-------- Information supplied --------

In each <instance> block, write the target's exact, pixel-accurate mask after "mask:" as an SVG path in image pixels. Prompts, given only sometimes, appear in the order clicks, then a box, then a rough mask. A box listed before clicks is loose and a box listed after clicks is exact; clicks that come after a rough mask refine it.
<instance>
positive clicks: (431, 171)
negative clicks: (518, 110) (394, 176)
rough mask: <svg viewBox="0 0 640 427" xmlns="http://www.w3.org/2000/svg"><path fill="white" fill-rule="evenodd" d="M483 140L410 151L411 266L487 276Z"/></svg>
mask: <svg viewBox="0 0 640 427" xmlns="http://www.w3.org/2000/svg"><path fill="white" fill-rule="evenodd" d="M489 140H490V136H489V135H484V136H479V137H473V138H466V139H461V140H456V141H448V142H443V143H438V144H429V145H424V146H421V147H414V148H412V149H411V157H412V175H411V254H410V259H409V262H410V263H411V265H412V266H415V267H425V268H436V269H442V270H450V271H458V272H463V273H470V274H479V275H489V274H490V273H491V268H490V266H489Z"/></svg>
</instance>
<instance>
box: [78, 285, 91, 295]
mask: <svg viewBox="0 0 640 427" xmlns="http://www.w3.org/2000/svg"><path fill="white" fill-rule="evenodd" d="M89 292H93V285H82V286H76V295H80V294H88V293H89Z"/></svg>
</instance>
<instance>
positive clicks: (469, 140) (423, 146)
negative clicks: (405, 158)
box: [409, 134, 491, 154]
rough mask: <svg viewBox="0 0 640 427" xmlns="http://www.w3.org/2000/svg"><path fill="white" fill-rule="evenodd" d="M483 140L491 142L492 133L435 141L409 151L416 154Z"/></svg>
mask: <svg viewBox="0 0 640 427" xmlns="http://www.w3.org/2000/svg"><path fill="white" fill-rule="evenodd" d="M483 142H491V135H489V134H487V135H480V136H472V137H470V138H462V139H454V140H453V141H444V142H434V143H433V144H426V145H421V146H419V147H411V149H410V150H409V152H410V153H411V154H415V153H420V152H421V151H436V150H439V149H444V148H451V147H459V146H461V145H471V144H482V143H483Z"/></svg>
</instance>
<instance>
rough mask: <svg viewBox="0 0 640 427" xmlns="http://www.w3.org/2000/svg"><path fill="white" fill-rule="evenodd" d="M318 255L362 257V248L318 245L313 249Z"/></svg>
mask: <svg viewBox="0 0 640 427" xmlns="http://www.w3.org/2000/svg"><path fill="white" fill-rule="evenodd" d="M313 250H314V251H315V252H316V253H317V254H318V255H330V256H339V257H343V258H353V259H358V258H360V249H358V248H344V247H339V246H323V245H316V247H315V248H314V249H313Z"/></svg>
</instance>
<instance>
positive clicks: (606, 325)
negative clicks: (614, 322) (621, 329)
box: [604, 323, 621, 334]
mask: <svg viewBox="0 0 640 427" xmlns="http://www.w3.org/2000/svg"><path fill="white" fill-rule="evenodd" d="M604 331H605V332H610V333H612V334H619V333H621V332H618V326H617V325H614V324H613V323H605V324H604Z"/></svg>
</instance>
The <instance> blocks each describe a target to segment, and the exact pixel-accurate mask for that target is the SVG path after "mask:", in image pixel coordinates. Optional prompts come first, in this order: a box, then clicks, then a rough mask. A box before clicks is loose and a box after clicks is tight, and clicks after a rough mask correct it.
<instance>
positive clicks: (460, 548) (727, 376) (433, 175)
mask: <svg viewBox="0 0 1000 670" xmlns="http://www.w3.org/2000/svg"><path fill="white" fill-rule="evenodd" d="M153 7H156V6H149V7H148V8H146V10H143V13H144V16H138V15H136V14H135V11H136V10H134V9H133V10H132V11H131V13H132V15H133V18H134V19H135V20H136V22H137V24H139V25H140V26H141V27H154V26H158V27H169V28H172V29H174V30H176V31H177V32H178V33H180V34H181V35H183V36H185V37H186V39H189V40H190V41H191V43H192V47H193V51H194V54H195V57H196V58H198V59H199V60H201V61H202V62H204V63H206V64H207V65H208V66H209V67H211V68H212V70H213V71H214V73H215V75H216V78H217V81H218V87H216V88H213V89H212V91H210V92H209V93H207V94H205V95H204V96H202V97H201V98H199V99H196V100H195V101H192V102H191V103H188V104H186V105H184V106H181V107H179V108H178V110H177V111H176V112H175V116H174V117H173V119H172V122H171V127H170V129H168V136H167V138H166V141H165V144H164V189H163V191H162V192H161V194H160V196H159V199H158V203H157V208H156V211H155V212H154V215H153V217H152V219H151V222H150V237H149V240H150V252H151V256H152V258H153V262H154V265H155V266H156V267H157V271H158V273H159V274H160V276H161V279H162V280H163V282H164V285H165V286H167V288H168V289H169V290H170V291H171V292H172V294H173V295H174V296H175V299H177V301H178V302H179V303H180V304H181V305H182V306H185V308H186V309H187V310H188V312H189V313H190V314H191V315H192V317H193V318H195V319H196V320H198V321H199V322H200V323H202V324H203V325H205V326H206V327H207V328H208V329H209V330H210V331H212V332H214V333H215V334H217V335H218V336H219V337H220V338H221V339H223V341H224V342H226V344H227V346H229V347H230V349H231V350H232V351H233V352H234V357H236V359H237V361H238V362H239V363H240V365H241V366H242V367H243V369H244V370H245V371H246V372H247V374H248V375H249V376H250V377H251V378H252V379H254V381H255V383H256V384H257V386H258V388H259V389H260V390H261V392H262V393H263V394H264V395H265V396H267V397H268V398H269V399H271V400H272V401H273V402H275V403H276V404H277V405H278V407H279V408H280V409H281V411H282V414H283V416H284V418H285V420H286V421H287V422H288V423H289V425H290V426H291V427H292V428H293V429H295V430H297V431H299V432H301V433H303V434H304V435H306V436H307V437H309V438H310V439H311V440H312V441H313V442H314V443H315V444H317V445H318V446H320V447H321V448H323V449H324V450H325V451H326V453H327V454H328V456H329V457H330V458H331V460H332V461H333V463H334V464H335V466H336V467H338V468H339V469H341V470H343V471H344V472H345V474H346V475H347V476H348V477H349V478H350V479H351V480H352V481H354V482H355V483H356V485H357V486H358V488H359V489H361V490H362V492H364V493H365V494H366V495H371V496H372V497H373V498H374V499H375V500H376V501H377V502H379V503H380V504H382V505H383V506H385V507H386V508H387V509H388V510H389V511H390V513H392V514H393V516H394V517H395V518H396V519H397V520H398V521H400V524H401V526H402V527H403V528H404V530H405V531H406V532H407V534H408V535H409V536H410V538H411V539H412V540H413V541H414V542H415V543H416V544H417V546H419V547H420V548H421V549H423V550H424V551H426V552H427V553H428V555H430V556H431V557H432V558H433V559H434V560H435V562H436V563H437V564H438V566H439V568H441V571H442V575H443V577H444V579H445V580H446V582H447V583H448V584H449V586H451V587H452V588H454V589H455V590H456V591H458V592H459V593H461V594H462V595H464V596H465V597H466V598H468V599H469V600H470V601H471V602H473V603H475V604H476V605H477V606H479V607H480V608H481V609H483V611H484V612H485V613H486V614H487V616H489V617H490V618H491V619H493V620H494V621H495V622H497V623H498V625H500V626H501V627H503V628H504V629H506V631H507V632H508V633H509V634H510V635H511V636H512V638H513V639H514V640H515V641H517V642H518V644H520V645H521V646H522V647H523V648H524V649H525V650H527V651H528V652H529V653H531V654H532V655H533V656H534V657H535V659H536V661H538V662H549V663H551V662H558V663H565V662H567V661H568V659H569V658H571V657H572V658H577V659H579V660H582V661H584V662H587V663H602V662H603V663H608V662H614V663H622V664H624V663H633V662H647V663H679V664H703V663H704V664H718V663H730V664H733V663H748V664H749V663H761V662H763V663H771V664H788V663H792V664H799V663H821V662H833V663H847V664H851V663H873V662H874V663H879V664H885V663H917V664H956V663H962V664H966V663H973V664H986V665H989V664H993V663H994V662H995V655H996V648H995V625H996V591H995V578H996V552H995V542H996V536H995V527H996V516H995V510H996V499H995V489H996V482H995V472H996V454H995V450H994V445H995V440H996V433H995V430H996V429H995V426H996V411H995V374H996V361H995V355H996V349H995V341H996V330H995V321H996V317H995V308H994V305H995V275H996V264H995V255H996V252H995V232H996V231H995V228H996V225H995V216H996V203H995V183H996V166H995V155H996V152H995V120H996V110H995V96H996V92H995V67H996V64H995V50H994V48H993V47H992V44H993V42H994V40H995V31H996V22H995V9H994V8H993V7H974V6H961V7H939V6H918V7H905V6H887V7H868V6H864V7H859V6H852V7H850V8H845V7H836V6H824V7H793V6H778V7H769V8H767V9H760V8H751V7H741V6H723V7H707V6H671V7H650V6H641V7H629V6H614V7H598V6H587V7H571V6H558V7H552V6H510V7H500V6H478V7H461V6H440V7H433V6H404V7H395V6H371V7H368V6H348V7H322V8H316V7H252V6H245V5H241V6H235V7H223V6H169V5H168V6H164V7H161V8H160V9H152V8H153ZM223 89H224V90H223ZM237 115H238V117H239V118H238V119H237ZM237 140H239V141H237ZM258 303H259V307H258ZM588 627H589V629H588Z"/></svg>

--------

Your instructions —
Render everything from the start of the items down to and including the line containing "negative clicks: (518, 110) (394, 176)" as a Markdown table with the columns Row and Line, numbering each line and omitting blank lines.

Exercise response —
| Row | Line |
|---|---|
| 1 | In each <instance> block, write the target's exact, pixel-accurate mask after "mask:" as an SVG path in image pixels. Prompts, given only sometimes, appear in the order clicks, then a box, then a rough mask. A box listed before clicks is loose and a box listed after clicks is exact; clicks that come after a rough mask refine it. |
| 2 | <instance> |
| 3 | positive clicks: (431, 171) |
| 4 | negative clicks: (518, 110) (394, 176) |